#### Problem statement
Repeat all the records exactly, omitting pictures.

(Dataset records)
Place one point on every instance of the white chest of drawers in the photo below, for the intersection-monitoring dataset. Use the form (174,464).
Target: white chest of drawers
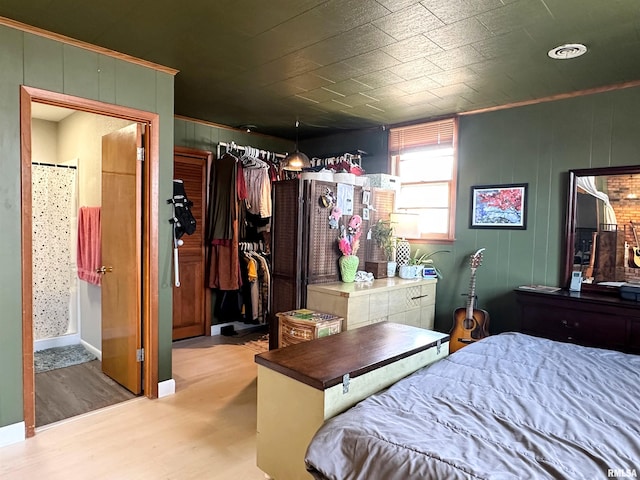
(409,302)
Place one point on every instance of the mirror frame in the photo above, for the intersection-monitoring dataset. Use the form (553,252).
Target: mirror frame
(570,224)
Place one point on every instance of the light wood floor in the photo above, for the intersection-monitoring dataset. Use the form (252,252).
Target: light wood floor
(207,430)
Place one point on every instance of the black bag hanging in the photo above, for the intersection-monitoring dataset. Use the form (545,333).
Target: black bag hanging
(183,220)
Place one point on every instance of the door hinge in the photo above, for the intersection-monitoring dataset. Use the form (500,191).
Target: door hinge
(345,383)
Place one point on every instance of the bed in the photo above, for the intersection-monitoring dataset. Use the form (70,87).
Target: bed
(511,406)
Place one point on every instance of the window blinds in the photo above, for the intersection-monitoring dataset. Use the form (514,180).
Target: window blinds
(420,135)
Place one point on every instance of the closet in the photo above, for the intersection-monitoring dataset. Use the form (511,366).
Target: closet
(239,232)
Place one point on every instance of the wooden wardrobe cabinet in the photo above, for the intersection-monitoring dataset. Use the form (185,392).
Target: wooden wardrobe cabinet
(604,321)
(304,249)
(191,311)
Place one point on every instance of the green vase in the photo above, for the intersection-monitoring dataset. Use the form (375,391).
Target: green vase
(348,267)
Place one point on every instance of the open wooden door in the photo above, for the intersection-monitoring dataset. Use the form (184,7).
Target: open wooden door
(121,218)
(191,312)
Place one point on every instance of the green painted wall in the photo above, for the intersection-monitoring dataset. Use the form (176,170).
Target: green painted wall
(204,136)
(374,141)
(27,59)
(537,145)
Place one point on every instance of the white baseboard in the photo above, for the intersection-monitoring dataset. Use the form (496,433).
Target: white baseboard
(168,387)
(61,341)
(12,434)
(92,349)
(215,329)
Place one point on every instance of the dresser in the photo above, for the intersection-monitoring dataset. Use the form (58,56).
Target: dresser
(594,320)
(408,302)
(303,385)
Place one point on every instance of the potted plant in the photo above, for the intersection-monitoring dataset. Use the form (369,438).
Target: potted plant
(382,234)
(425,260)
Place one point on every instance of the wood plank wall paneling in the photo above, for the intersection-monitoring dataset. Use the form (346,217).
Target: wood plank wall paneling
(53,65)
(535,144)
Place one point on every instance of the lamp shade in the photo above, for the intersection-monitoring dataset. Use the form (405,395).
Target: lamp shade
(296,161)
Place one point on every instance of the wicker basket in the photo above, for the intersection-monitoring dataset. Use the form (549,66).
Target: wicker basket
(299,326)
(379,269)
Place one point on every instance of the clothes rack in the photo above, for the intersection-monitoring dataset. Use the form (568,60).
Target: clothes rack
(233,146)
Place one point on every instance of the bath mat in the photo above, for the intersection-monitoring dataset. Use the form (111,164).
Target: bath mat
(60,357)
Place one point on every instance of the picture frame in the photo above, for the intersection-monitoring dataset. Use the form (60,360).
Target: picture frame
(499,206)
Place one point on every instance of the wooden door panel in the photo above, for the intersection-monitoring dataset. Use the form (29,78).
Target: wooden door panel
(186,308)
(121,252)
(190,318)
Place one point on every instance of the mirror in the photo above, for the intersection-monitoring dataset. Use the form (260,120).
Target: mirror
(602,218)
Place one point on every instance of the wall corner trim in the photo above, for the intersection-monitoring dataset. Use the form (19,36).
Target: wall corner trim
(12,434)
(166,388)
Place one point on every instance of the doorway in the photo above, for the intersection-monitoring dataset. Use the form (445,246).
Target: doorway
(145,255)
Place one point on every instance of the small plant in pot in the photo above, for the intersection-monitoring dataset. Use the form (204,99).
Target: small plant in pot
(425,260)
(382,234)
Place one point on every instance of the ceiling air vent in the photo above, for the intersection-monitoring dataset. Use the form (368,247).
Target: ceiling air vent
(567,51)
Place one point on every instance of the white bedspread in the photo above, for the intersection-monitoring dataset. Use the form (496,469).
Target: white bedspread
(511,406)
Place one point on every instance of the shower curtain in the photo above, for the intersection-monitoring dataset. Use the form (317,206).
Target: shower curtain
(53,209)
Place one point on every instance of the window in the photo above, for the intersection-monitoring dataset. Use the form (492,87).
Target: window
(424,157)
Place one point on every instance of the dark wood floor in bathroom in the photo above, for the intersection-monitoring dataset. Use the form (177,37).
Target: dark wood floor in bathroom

#### Output for this exercise
Place one point on every instance of the white chest of drawers in the photo below, for the intersection-monitoring dataset. Use the form (174,464).
Target: white chest of drawers
(409,302)
Place one point on every instance of the mirror frame in the photo above, for the intersection-monitoring dataset. Use the form (553,252).
Target: mirror frame
(570,224)
Place one point on every instance of the light wood floor in the photo above, for the intersection-monitoring dataset. Use the form (252,252).
Target: light wood floor
(207,430)
Place one point on every instance of the black bag hanging in the photo above, for the intersection-monitoring dataset. Use the form (545,333).
Target: black bag hanging
(183,220)
Place one point on every instance of the door hinge in the photo above, for the intersection-monitoring dataset. Use the form (500,191).
Target: door hinge
(345,383)
Place one point on every instance of the bed in the photo above, for the intersection-monitoring dataset. Use the form (70,87).
Target: bed
(511,406)
Place one point on every instance of the window blinds in the photo above, for the intersection-monitoring dataset. Use the form (514,180).
Target: window blinds
(420,135)
Place one point on every instance of the closet in the photo above, for the intersection-monitoring dataset. Use the form (511,366).
Target: closet
(239,232)
Place one point on every instance of the wooden wardrobe cabinet in the photo above, for the intersection-monitoring dataset. Use the form (185,392).
Target: wooden wardrobe cabinet
(604,321)
(304,249)
(191,311)
Place one point on every instance of the green vase in the photo above, for the intersection-monitoring dataset. Use the form (375,391).
Target: green vase
(348,267)
Place one point on every instance of the open wooden door in the photo above, for the intersection-monitoring dataset. Use the form (184,7).
Target: open wooden door
(121,218)
(191,312)
Place one point on every instance of the green painted wall in the photo above, for the intersection-monitoring dataset. Use the form (176,170).
Target: green painted wall
(204,136)
(374,141)
(27,59)
(537,145)
Place one point on every instance of the white baseboard in the photo above, for the intersection-monitoring dataset. Use the form (496,433).
Target: white baseboard
(168,387)
(61,341)
(12,434)
(92,349)
(215,329)
Place one point on every instance of the dresser in the photo above, for the intersection-monitoring dataset. Use the form (58,56).
Target: dresser
(594,320)
(408,302)
(303,385)
Place one point on every instance of the potted plant in the photo above, for the intersection-monitoring dataset. Use the form (369,438).
Target: potted plant
(382,234)
(425,260)
Place one point on every instance of the wood plank wall paneling in the photo above, for the intersection-monitoring dataset. Use the form (346,217).
Target: wood plank wall paneling
(53,65)
(535,144)
Place one point on every instance of the lamp shade in the photo above, for the intersection-monitoring dataset. Use the form (405,395).
Target: lamp shade
(296,161)
Place one point on every instance of the wicker basket in the photo above, for the intersection-monitoring dataset. Use the form (549,66).
Target: wicker basket
(299,326)
(379,269)
Place one point on every instance of the clothes rack in the photo above, for the intersection-monitoring dataset. Use the form (568,60).
Target: clothes rack
(233,146)
Place one point on every instance of the bath mat in the photo above, for the intersection-monitoring dataset. Use the form (111,164).
Target: bath mat
(60,357)
Place one point on every instance of the picture frame in the photo above, for the intersection-monitoring dataset. Use the form (60,360).
Target: picture frame
(499,206)
Place one point on every instance of the wooden door panel in the photo above, for the intersection-monitoring dataset. Use the form (29,78).
Target: wooden door panel
(186,308)
(121,252)
(190,318)
Place one point on every instance of the mirror in the photo above, for the intersection-monitoring dataset. Use the form (260,120).
Target: mirror
(602,218)
Place one point on every instance of the wall corner trim in the photo above, for the intersection-monitoring dataset. Use the form (19,36).
Target: wall corner trim
(12,434)
(166,388)
Place one point on every instance of the doorway in the photo above, for the intersection-monitoring dataset. Use the form (445,246).
Target: doorway
(145,255)
Place one point on every instance of the small plant in pot in the photo above, for the intersection-monitoring dataset. Use the form (204,99).
Target: small plant in pot
(425,260)
(382,234)
Place one point on every instance of the ceiling air vent in the photo above, for the intersection-monitoring dataset. Use the form (368,247).
Target: ceiling air vent
(567,51)
Place one point on every instance of the white bedspread in the photo above, for the intersection-monitoring dataset. Use the form (496,469).
Target: white bedspread
(511,406)
Place one point on every instance of the shower curtain in the photo above, for the intersection-monitoring dataset. Use the form (317,206).
Target: shower curtain
(53,209)
Place one point on every instance of the window in the photo above, for the intersection-monitoring dataset. Use the form (492,87).
Target: window
(424,157)
Place one point on every instance of the dark wood floor in bathroom in the photo above, for the intersection-monitoring dataset. Use the form (177,37).
Target: dark wood floor in bathroom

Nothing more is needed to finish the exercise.